Instructions to follow
Extract all of the entries and give them again, word for word.

Task material
════════════════

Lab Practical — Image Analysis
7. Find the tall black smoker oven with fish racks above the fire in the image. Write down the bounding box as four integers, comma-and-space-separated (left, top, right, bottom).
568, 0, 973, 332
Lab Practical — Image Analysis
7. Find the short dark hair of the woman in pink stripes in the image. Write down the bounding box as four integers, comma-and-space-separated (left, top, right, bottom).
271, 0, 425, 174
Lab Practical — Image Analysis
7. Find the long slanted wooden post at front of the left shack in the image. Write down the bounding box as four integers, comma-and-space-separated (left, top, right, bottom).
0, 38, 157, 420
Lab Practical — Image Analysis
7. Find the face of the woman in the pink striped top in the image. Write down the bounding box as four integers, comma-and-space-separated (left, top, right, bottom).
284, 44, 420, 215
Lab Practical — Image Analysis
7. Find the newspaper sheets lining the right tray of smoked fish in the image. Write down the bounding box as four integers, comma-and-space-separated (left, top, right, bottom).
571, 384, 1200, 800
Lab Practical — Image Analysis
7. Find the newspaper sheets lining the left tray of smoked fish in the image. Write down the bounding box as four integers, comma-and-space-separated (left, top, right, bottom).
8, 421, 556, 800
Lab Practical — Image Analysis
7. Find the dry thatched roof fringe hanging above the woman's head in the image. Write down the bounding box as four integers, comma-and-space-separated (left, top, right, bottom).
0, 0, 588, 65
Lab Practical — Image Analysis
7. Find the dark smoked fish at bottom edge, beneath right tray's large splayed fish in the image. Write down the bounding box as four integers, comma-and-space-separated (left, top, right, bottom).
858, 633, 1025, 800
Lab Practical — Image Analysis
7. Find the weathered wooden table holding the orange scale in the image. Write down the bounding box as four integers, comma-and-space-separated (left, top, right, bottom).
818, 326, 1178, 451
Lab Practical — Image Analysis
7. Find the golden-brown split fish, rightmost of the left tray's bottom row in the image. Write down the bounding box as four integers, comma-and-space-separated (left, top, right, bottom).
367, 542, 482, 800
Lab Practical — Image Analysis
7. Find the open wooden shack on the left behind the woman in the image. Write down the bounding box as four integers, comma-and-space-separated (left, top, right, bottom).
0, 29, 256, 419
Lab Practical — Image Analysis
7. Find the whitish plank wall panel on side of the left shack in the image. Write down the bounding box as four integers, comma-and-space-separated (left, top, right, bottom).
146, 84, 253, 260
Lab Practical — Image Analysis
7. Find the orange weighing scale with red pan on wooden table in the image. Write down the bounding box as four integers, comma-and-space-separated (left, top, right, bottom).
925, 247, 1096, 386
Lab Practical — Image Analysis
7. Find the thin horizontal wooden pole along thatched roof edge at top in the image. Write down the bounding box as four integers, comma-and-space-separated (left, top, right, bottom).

════════════════

Task output
Lab Practical — Image Analysis
7. Find the tall black smoker oven with fish racks above the fire in the image. Write down the bounding box as four integers, comma-and-space-separated (left, top, right, bottom).
568, 0, 973, 332
Lab Practical — Image Analysis
7. Find the short dark hair of the woman in pink stripes in the image. Write down the bounding box as four integers, comma-and-space-separated (left, top, right, bottom).
271, 0, 425, 174
Lab Practical — Image Analysis
7. Find the long slanted wooden post at front of the left shack in the image. Write down the bounding box as four integers, comma-and-space-separated (left, top, right, bottom).
0, 38, 157, 420
Lab Practical — Image Analysis
7. Find the face of the woman in the pink striped top in the image. Write down the bounding box as four integers, comma-and-space-separated (left, top, right, bottom).
284, 44, 420, 215
Lab Practical — Image Analysis
7. Find the newspaper sheets lining the right tray of smoked fish in the image. Write down the bounding box as four integers, comma-and-space-separated (left, top, right, bottom).
571, 384, 1200, 800
Lab Practical — Image Analysis
7. Find the newspaper sheets lining the left tray of smoked fish in the image. Write down the bounding box as four integers, comma-and-space-separated (left, top, right, bottom).
8, 421, 556, 800
Lab Practical — Image Analysis
7. Find the dry thatched roof fringe hanging above the woman's head in the image. Write down the bounding box as four integers, comma-and-space-separated (left, top, right, bottom).
0, 0, 588, 65
Lab Practical — Image Analysis
7. Find the dark smoked fish at bottom edge, beneath right tray's large splayed fish in the image. Write down the bounding box as four integers, comma-and-space-separated (left, top, right, bottom).
858, 633, 1025, 800
Lab Practical — Image Analysis
7. Find the weathered wooden table holding the orange scale in the image. Write down the bounding box as four integers, comma-and-space-separated (left, top, right, bottom).
818, 326, 1178, 451
Lab Practical — Image Analysis
7. Find the golden-brown split fish, rightmost of the left tray's bottom row in the image. Write down the bounding box as four integers, comma-and-space-separated (left, top, right, bottom).
367, 542, 482, 800
Lab Practical — Image Analysis
7. Find the open wooden shack on the left behind the woman in the image. Write down the bounding box as four integers, comma-and-space-separated (left, top, right, bottom).
0, 29, 256, 419
Lab Practical — Image Analysis
7. Find the whitish plank wall panel on side of the left shack in the image. Write down the bounding box as four integers, comma-and-space-separated (left, top, right, bottom).
146, 84, 253, 260
Lab Practical — Image Analysis
7. Find the orange weighing scale with red pan on wooden table in the image. Write down the bounding box as four integers, comma-and-space-separated (left, top, right, bottom).
925, 247, 1096, 386
Lab Practical — Image Analysis
7. Find the thin horizontal wooden pole along thatched roof edge at top in the image. Write down the bounding box as four integers, comma-and-space-separated (left, top, right, bottom).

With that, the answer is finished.